Source material -
== Segment start ==

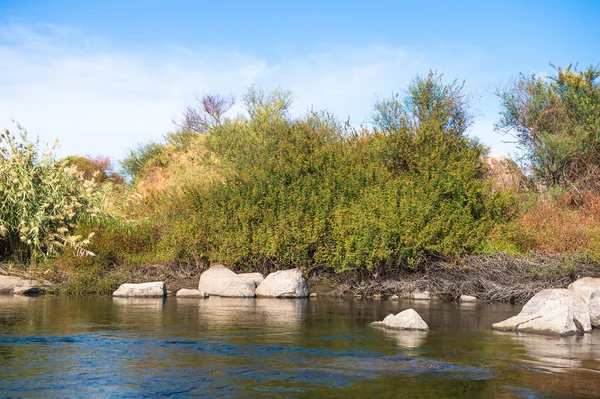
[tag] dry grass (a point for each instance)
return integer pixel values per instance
(495, 278)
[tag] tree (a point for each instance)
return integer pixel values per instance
(208, 112)
(41, 201)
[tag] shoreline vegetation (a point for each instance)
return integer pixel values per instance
(407, 202)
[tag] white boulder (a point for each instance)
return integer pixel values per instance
(17, 285)
(218, 280)
(550, 312)
(467, 298)
(421, 295)
(408, 319)
(284, 284)
(155, 289)
(589, 289)
(585, 287)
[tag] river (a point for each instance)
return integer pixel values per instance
(94, 347)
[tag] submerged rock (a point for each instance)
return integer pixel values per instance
(187, 293)
(550, 312)
(17, 286)
(589, 289)
(220, 281)
(408, 319)
(284, 284)
(155, 289)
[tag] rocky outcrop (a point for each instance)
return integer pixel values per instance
(17, 286)
(589, 289)
(408, 319)
(284, 284)
(187, 293)
(550, 312)
(221, 281)
(156, 289)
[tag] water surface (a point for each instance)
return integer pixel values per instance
(55, 347)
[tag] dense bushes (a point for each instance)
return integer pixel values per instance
(556, 122)
(41, 201)
(312, 192)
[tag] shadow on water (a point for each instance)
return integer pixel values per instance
(223, 347)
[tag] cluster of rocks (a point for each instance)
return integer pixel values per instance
(221, 281)
(558, 312)
(570, 311)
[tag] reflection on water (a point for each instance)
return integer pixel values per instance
(228, 347)
(411, 339)
(560, 354)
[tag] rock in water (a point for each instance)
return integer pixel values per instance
(585, 287)
(408, 319)
(156, 289)
(594, 308)
(220, 281)
(550, 312)
(468, 298)
(284, 284)
(186, 293)
(589, 289)
(17, 285)
(421, 295)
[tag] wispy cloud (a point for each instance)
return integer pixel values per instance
(98, 98)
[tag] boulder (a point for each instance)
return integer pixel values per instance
(467, 298)
(585, 287)
(550, 312)
(594, 308)
(589, 289)
(421, 295)
(187, 293)
(218, 280)
(17, 285)
(408, 319)
(284, 284)
(256, 277)
(156, 289)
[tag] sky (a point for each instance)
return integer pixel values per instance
(104, 76)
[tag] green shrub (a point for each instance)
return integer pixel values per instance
(41, 201)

== Segment end ==

From the line holding "[tag] green shrub (a point for each instance)" to the last line of the entries above, restate each line exactly; include both ends and omit everything else.

Task response -
[tag] green shrub (a point for each instance)
return integer pixel values per instance
(41, 201)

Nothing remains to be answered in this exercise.